Stored data:
____
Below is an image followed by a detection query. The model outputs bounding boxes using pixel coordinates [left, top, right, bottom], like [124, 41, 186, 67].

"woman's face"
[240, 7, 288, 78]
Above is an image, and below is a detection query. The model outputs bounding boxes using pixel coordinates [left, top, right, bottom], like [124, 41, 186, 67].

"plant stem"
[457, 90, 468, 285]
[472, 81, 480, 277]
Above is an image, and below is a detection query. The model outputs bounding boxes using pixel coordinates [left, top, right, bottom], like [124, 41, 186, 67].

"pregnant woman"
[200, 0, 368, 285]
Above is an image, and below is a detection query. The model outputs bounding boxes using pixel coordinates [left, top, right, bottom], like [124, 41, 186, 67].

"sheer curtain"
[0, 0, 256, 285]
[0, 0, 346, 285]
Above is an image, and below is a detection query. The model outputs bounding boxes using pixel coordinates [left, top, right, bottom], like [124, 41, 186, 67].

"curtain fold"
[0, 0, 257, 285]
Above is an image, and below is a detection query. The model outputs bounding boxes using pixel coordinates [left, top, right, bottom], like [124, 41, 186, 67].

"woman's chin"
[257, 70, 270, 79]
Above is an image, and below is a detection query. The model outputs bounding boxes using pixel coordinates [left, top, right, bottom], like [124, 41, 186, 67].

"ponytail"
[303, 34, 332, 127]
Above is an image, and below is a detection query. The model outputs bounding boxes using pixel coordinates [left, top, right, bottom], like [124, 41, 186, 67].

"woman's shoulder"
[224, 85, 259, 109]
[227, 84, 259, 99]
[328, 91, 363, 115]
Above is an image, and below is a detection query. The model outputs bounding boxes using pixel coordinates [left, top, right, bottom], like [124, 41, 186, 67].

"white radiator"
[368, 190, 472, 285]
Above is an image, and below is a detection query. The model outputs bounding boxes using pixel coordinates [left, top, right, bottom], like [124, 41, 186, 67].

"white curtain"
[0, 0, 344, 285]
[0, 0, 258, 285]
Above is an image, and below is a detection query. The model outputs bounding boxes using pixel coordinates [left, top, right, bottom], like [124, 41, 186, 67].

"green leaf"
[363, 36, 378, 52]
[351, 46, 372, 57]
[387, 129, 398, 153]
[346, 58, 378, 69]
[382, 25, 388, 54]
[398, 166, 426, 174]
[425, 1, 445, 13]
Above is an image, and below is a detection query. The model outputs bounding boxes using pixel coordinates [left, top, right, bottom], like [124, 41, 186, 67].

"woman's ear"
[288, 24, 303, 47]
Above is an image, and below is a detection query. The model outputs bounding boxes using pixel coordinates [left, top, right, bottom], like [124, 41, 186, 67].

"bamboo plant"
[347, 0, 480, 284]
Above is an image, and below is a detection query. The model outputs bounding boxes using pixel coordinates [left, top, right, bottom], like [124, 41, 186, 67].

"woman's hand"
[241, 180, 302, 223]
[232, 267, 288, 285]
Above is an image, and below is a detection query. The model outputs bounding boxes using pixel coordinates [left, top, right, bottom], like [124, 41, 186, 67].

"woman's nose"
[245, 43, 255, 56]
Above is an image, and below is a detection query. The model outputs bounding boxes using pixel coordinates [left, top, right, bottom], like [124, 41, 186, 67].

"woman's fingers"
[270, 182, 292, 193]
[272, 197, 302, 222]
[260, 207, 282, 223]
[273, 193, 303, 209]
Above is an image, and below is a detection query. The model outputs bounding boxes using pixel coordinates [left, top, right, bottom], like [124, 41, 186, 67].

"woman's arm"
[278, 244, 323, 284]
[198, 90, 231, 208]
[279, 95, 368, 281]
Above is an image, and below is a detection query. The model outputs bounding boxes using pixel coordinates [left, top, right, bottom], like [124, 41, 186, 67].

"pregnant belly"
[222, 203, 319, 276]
____
WRITTEN REQUEST | Reproduce the listing above word for word, including every line.

ANSWER FOR THIS EXERCISE |
Below is an image followed by a detection query. The model outputs bounding boxes using pixel coordinates [left, top, right, bottom], like [124, 41, 186, 67].

"woman's face"
[240, 7, 288, 78]
Above is an image, and below is a detection query. The model outputs bounding boxes using pixel coordinates [left, top, right, bottom], like [124, 41, 186, 67].

"plant stem"
[457, 90, 468, 285]
[472, 81, 480, 277]
Above is an image, and below is a detection query. The model outputs bounding boxes using pixel coordinates [left, top, right, bottom], like [124, 41, 186, 67].

"pregnant woman"
[200, 0, 368, 285]
Above is an image, and below is a detection query. The model outputs bounding boxes using pixel coordinates [left, top, right, bottom], like [124, 41, 186, 67].

"sheer curtain"
[0, 0, 256, 285]
[0, 0, 346, 285]
Above is an image, and below is a detection query. The model outputs bounding boxes using pixel coordinates [left, top, right, bottom], like [124, 41, 186, 67].

"curtain fold"
[0, 0, 257, 285]
Above is an image, and below is a detection query. The model outputs bounding boxes using pixel coordinates [left, top, right, bottom], like [124, 41, 186, 67].

"woman's chin"
[257, 70, 270, 79]
Above is an image, and below is a detection query. The model outputs bounding boxes using pixel coordinates [left, top, right, bottom], like [124, 41, 186, 67].

"ponytail"
[303, 34, 332, 127]
Above is an image, and below is a detection query. The model outputs bounding boxes using pixel coordinates [left, top, right, bottom], like [124, 41, 186, 67].

"woman's shoulder"
[224, 85, 259, 109]
[227, 84, 259, 99]
[328, 91, 363, 115]
Above is an image, and below is a detection query. The model outputs bounding boxes using pixel coordinates [left, top, right, bottom], like [124, 41, 186, 67].

"white radiator"
[368, 190, 472, 285]
Above is an image, and below is a detection query. The model outputs bounding boxes using pixel coordinates [left, top, right, bottom], like [124, 41, 186, 67].

"white curtain"
[0, 0, 344, 285]
[0, 0, 258, 285]
Above is an image, and below is a detection query. The model outputs bounding boxes using pixel coordinates [left, top, right, bottom], like [124, 41, 186, 67].

"green leaf"
[363, 36, 378, 52]
[351, 46, 372, 57]
[387, 129, 398, 153]
[346, 58, 378, 69]
[382, 25, 388, 54]
[398, 166, 426, 174]
[425, 1, 445, 13]
Above is an image, and below is a detection query. The model outputs bounding boxes using pixel coordinates [left, top, right, bottom], like [124, 41, 186, 67].

"woman's ear"
[288, 24, 303, 47]
Above is an image, and below is a detection query. The model outputs bounding boxes using pixel coordinates [left, top, right, bottom], like [124, 41, 186, 67].

"bamboo plant"
[347, 0, 480, 284]
Above is an image, and below is a detection query. The model outputs bounding boxes using pixel coordinates [left, top, right, bottom], like [124, 41, 186, 67].

"woman's hand"
[241, 180, 302, 223]
[232, 267, 288, 285]
Above is an image, and below is a detection query. The model outputs bounding boxes using pixel coordinates [left, top, right, bottom], like [124, 41, 186, 67].

"woman's nose"
[245, 43, 255, 56]
Above is an image, and below is a detection query. The model outputs bounding boxes using pixel coordinates [left, top, right, bottom], like [124, 41, 186, 67].

"woman's fingers"
[270, 182, 292, 193]
[272, 197, 302, 222]
[260, 207, 282, 223]
[273, 193, 303, 209]
Above is an image, and below is a detection query. The model outputs bounding boxes using pixel coordinates [left, top, right, bottom], like [124, 41, 186, 67].

"woman's arm"
[278, 244, 323, 284]
[198, 90, 231, 208]
[279, 95, 368, 281]
Above is an image, and below is a detection query. The model outputs bounding boxes using pixel coordinates [left, top, right, bottom], like [124, 41, 186, 67].

"pregnant belly"
[222, 203, 319, 276]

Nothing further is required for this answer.